Document section>
· · ·
Mexican Presidential Candidate Has His Own Rick Perry ‘Oops’ Moment

MANDEL NGAN/AFP/Getty Images(GUADALAJARA, Spain) -- Apparently Rick Perry’s now-famous brain freeze was felt across the Mexican border.

If you thought the Texas governor’s “oops” moment at last month’s GOP debate in Michigan was the worst case you’ll see in a presidential race this year, there’s a new contender: Enrique Pena Nieto's lapse last weekend at a press conference at the Guadalajara International Book Fair.

When asked what three books had influenced him the most in his personal and political life, a question that even audience members described as “facil” (easy), Pena Nieto stumbled and bumbled his way through an answer that was filled with mistakes and at times virtually incoherent.

Pena Nieto said he read “parts of” the Bible as a child and then cited a number of novels, at one point asking for help in recalling the names of the authors, help he sorely needed since he incorrectly identified some of them.

“When I read books the titles don’t really sink in,” he acknowledged.
· · ·
Extracted information>
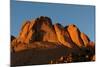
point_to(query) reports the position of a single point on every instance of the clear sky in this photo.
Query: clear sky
(81, 15)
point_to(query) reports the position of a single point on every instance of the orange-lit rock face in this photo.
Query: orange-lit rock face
(62, 35)
(75, 35)
(26, 31)
(91, 45)
(85, 38)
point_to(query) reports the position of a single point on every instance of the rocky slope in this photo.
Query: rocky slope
(41, 42)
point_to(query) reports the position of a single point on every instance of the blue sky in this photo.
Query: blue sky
(81, 15)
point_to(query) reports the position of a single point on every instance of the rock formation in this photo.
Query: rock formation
(45, 42)
(75, 35)
(85, 38)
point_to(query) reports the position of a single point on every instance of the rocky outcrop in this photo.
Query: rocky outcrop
(40, 29)
(39, 39)
(26, 31)
(75, 35)
(63, 36)
(85, 38)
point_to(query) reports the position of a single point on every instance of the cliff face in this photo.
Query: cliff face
(40, 33)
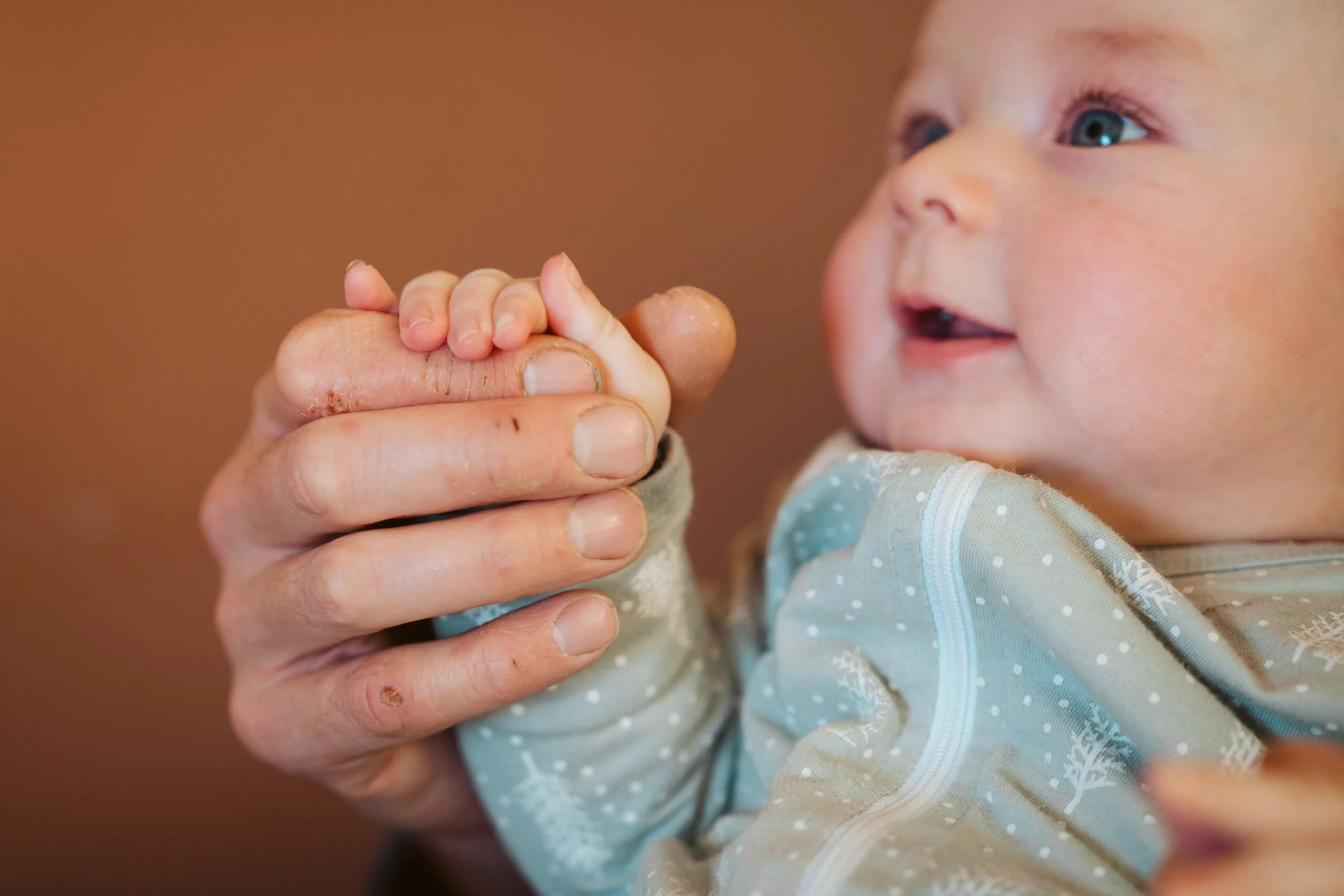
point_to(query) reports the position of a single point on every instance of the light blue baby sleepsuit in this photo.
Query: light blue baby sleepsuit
(940, 679)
· · ·
Resume the news story about Enrique Pena Nieto's book fair gaffe, writing what follows its final sentence.

At least Perry blanked on the names of the three federal agencies that he would eliminate as president, not on something as basic as his favorite books, but both gaffes are likely to haunt the candidates.

If Pena Nieto -- who leads in the polls -- and Perry -- who trails far behind current Republican frontrunners Mitt Romney and Newt Gingrich -- both manage to emerge victorious in their respective elections, the two would inevitably end up working together. Last week in New Hampshire Perry even said that if he were elected president, he would request a meeting with the Mexican president-elect to discuss the relationship between the two neighboring countries.

A few reporters snickered: if a Perry-Pena Nieto meeting did take place, would the two be able to remember what topics to discuss?